Tekst:
━━━━━━

Artikel 1.Deze collectieve arbeidsovereenkomst is van toepassing op de werkgevers, werklieden en werksters van de ondernemingen die ressorteren onder het Paritair Subcomité voor de edele metalen.

Voor de toepassing van deze collectieve arbeidsovereenkomst wordt onder « werklieden » verstaan : de werklieden en de werksters. HOOFDSTUK II. - Lonen Afdeling 1. - Meerderjarige werklieden

Art. 2.De minimumuurlonen van de werklieden tewerkgesteld in de bij artikel 1 bepaalde ondernemingen, worden vastgesteld door het Paritair Subcomité voor de edele metalen. Afdeling 2. - Jonge werklieden

Art. 3.De minimumuurlonen en de werkelijk betaalde uurlonen van de jonge werklieden worden berekend op basis van de minimumuurlonen en de werkelijk betaalde uurlonen van de werklieden van de beroepencategorie waartoe de betrokkenen behoren; zij worden verminderd naargelang de leeftijd volgens de percentages vermeld in navermelde tabel (18 jaar = 100 pct.) : Voor de raadpleging van de tabel, zie beeld De verhogingen die voortvloeien uit de in de bovenstaande tabel vermelde doorschuiving, worden verleend : - op 1 januari en op 1 juli voor de werklieden geboren tussen 1 oktober en 31 maart; - op 1 juli en op 1 januari voor de werklieden geboren tussen 1 april en 30 september.

Art. 4.De beroepencategorie waartoe een jonge werkman behoort, wordt vastgesteld volgens de regels bepaald door de collectieve arbeidsovereenkomst van 22 maart 1991 van het Paritair Subcomité voor de edele metalen, tot vaststelling van de beroepenclassificatie, algemeen verbindend verklaard bij koninklijk besluit van 27 mei 1992 en bekendgemaakt in het Belgisch Staatsblad van 17 juni 1992. HOOFDSTUK III. - Koppeling van de lonen aan het indexcijfer van de consumptieprijzen

Art. 5.De minimumuurlonen en de werkelijk betaalde uurlonen zijn gekoppeld aan het indexcijfer van de consumptieprijzen, maandelijks vastgesteld door het Ministerie van Economische Zaken en bekendgemaakt in het Belgisch Staatsblad.

━━━━━━

Opdracht: Noem alle hoofdstukken en afdelingen die in de tekst een titel krijgen, met hun nummer en titel. Het materiaal hierna komt uit een andere bron.

Opgeslagen materiaal:

━━━━━━

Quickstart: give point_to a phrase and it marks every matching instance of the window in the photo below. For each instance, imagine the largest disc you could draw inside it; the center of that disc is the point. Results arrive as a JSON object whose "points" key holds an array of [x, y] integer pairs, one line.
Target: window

━━━━━━

Verwacht antwoord:
- HOOFDSTUK II. - Lonen
- Afdeling 1. - Meerderjarige werklieden
- Afdeling 2. - Jonge werklieden
- HOOFDSTUK III. - Koppeling van de lonen aan het indexcijfer van de consumptieprijzen